**Exercise objective:** The records below must be transcribed exactly, with each picture left out.
#### The data ####
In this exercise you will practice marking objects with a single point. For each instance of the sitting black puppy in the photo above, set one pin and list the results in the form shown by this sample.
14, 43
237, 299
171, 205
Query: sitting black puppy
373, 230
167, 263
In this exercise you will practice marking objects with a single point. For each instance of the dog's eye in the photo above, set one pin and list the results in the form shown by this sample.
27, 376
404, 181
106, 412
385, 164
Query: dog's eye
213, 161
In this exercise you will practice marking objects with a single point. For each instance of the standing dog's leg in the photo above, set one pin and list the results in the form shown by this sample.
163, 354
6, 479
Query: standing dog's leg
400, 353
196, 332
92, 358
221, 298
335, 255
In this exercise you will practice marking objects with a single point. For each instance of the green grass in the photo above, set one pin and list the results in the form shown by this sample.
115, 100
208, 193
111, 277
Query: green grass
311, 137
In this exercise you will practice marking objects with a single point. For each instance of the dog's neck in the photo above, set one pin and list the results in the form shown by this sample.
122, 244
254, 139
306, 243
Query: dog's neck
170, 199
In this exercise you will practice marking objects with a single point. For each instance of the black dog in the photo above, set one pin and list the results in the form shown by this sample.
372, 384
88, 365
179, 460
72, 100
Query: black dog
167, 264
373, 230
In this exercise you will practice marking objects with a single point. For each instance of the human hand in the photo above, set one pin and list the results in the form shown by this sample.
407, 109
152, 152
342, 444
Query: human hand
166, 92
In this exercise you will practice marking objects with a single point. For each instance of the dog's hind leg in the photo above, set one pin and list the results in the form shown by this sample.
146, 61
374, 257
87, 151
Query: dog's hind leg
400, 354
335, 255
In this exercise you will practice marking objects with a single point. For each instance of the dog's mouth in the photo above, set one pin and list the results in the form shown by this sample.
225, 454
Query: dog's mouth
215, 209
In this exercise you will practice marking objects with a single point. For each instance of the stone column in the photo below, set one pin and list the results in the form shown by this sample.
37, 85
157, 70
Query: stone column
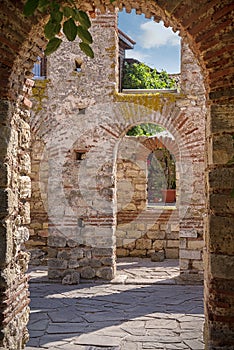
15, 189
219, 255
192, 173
####
**Solution below:**
In this exercise you will practice marking objects with a single point. For each instance of the sitting black puppy in the photo above, set one pin and list the results in the form shown by this sample.
14, 43
237, 299
171, 205
Query: sitting black puppy
373, 230
167, 263
In this exercise you will practice marking objects with a single point. For each instance of the dog's eye in the photo above, set one pin and list the results in the form shown by this sample.
27, 376
404, 181
106, 412
385, 164
Query: dog's eye
213, 161
In this exercise you will practice marking objects with a single point. For each instance of the standing dog's leg in the photo above, set one pin and list the results in the form shown by this sample.
163, 354
6, 479
Query: standing dog's leg
400, 353
196, 332
92, 358
221, 298
335, 255
In this exercise you will practice marking objects with a single point. For each instance of the green grass in the photo above, set one pin and list the results in the form shown by this sample.
115, 100
208, 193
111, 277
Query: green grass
311, 137
In this exercise you will practice marking objects with a single point. For each instance of the dog's neck in the photo above, set one pin and list the results in the form shown by this sample.
122, 244
254, 139
306, 243
Query: dog's neck
170, 199
In this exercise you will practice marking objects with a single point. For each instance of the black dog in the photo above, set one pin and list the results in the form shown by this sample.
372, 384
88, 365
179, 460
72, 100
Query: black dog
167, 264
373, 230
In this exercise you will practice marking objects with a single point. For each instance of the human hand in the photo above, set one pin and list the results in the form shown by this sample.
407, 109
152, 152
342, 444
Query: human hand
166, 92
In this exercise you will practice marking objects with a single point. For each instance of the dog's hind leg in the photo above, set one pin and list the results in the form shown by this sample.
146, 61
374, 257
87, 151
Query: dog's hind leg
400, 354
335, 255
In this exercise you will practice marking objects with a single point. For each instance of the dog's mouth in the photo above, set one pin and list the results in the form shown by this sample.
225, 454
Query: dog's mouth
215, 209
In this exercise you will practice marking objects with a single point. For each instance of the stone column in the photo below, set one pin and list the results in the form shown by this sample.
37, 85
157, 70
Query: stone column
15, 189
219, 255
192, 173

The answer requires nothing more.